# What to produce:
Rewrite everything below from the line containing "Guideline: for every instance of the rocky cliff, the" down to the end of the records, requests included, multiplying each x and y coordinate in the answers by 0.55 and rounding to whole numbers with halves rounded up. Leave the requests and their format samples unchanged, and omit the pictures.
[start Supplied data]
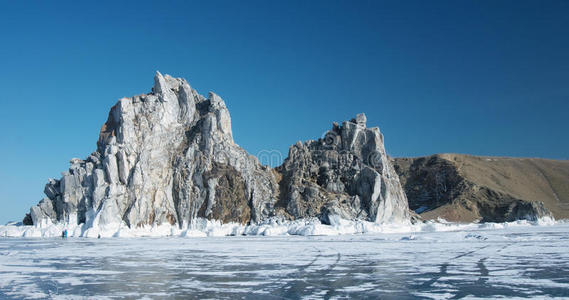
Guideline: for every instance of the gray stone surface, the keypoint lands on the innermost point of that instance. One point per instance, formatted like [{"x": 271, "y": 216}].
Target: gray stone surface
[
  {"x": 346, "y": 173},
  {"x": 156, "y": 162},
  {"x": 169, "y": 157}
]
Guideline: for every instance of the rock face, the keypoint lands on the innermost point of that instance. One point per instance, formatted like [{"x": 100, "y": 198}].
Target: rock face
[
  {"x": 489, "y": 189},
  {"x": 163, "y": 157},
  {"x": 169, "y": 157},
  {"x": 345, "y": 173}
]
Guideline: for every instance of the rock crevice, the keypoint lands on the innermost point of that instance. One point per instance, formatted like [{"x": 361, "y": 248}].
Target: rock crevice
[{"x": 169, "y": 157}]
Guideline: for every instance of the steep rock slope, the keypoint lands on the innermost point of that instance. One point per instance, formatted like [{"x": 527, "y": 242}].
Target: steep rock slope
[
  {"x": 346, "y": 173},
  {"x": 469, "y": 188},
  {"x": 167, "y": 156}
]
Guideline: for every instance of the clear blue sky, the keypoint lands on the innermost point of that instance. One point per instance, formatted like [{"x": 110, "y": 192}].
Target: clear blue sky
[{"x": 478, "y": 77}]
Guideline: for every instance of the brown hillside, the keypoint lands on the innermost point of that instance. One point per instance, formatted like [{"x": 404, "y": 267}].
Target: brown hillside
[{"x": 467, "y": 188}]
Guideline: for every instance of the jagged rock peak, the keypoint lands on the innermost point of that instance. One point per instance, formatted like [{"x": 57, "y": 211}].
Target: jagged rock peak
[
  {"x": 163, "y": 157},
  {"x": 345, "y": 173},
  {"x": 169, "y": 157}
]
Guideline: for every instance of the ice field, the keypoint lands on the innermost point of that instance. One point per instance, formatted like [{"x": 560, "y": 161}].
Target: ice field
[{"x": 431, "y": 261}]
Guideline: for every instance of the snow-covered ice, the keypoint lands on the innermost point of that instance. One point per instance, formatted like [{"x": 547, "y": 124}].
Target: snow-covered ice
[{"x": 429, "y": 261}]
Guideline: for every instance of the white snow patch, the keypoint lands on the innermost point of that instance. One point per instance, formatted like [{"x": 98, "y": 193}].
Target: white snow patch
[{"x": 271, "y": 227}]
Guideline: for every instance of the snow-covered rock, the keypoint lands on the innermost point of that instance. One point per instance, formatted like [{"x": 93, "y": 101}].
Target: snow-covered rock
[{"x": 167, "y": 158}]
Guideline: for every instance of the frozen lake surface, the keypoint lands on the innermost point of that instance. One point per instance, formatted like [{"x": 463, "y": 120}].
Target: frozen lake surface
[{"x": 480, "y": 262}]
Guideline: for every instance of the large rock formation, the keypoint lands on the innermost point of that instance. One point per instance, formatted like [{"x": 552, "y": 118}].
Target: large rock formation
[
  {"x": 345, "y": 173},
  {"x": 163, "y": 157},
  {"x": 471, "y": 188},
  {"x": 169, "y": 157}
]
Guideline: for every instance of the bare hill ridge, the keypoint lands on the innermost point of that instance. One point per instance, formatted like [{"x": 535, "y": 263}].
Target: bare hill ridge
[{"x": 467, "y": 188}]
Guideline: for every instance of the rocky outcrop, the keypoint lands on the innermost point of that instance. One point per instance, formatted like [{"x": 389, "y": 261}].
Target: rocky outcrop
[
  {"x": 169, "y": 157},
  {"x": 489, "y": 189},
  {"x": 163, "y": 157},
  {"x": 345, "y": 173}
]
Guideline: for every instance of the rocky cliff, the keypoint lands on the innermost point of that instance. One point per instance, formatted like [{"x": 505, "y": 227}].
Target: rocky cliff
[
  {"x": 169, "y": 157},
  {"x": 346, "y": 173},
  {"x": 471, "y": 188}
]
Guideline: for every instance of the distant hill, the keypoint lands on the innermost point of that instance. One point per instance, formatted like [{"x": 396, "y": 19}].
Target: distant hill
[{"x": 467, "y": 188}]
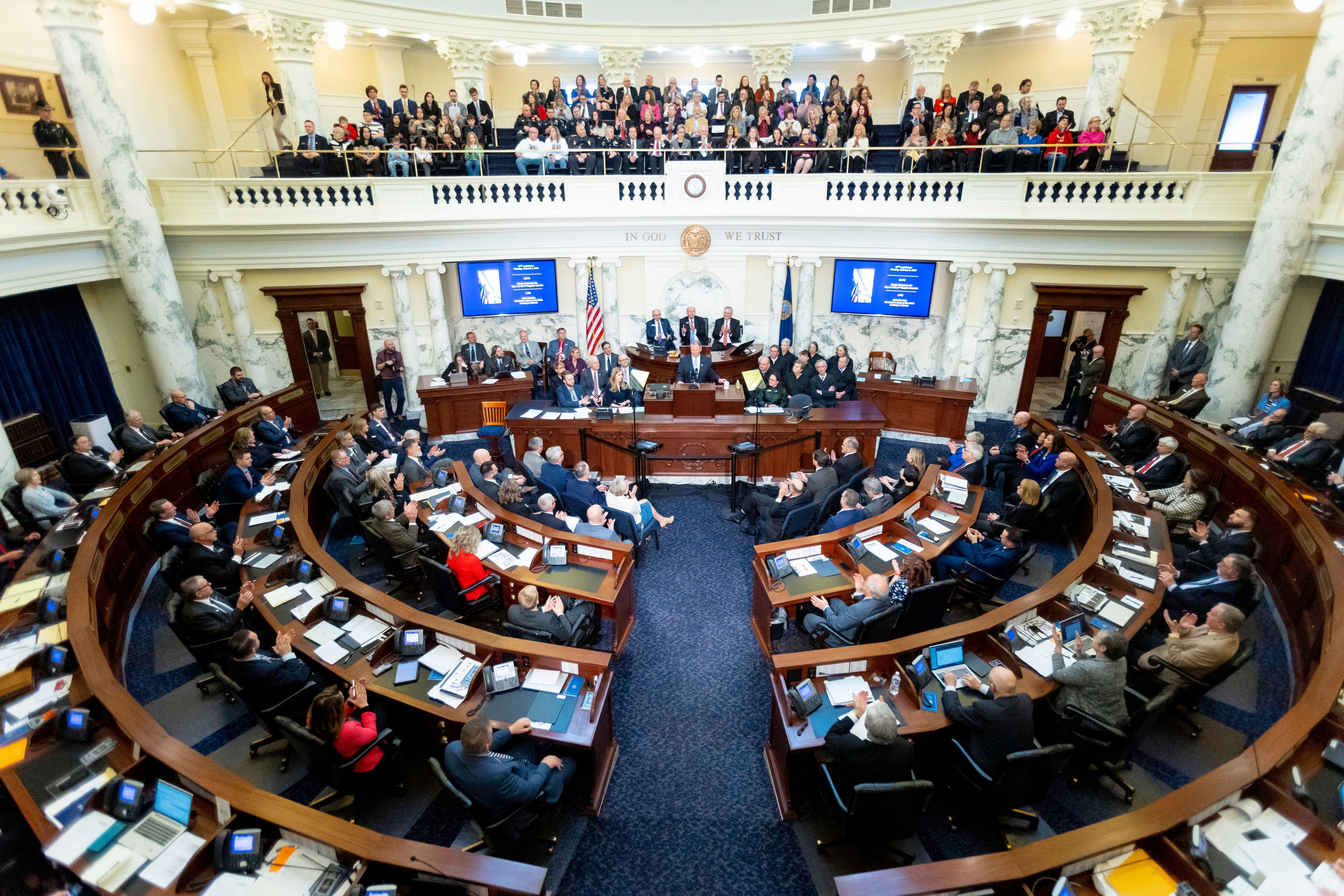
[end Supplied data]
# Full solution:
Guideline: for every instance of the rocky cliff, the keypoint lands on the innermost point of that instance. One point per instance, formatted like [{"x": 505, "y": 227}].
Target: rocky cliff
[
  {"x": 93, "y": 86},
  {"x": 190, "y": 95},
  {"x": 259, "y": 103}
]
Guideline: for every instance of the distant hill, the keypoint lands on the innermost point of that instance. One point per instance, formatted like [{"x": 396, "y": 19}].
Target: distant hill
[{"x": 257, "y": 103}]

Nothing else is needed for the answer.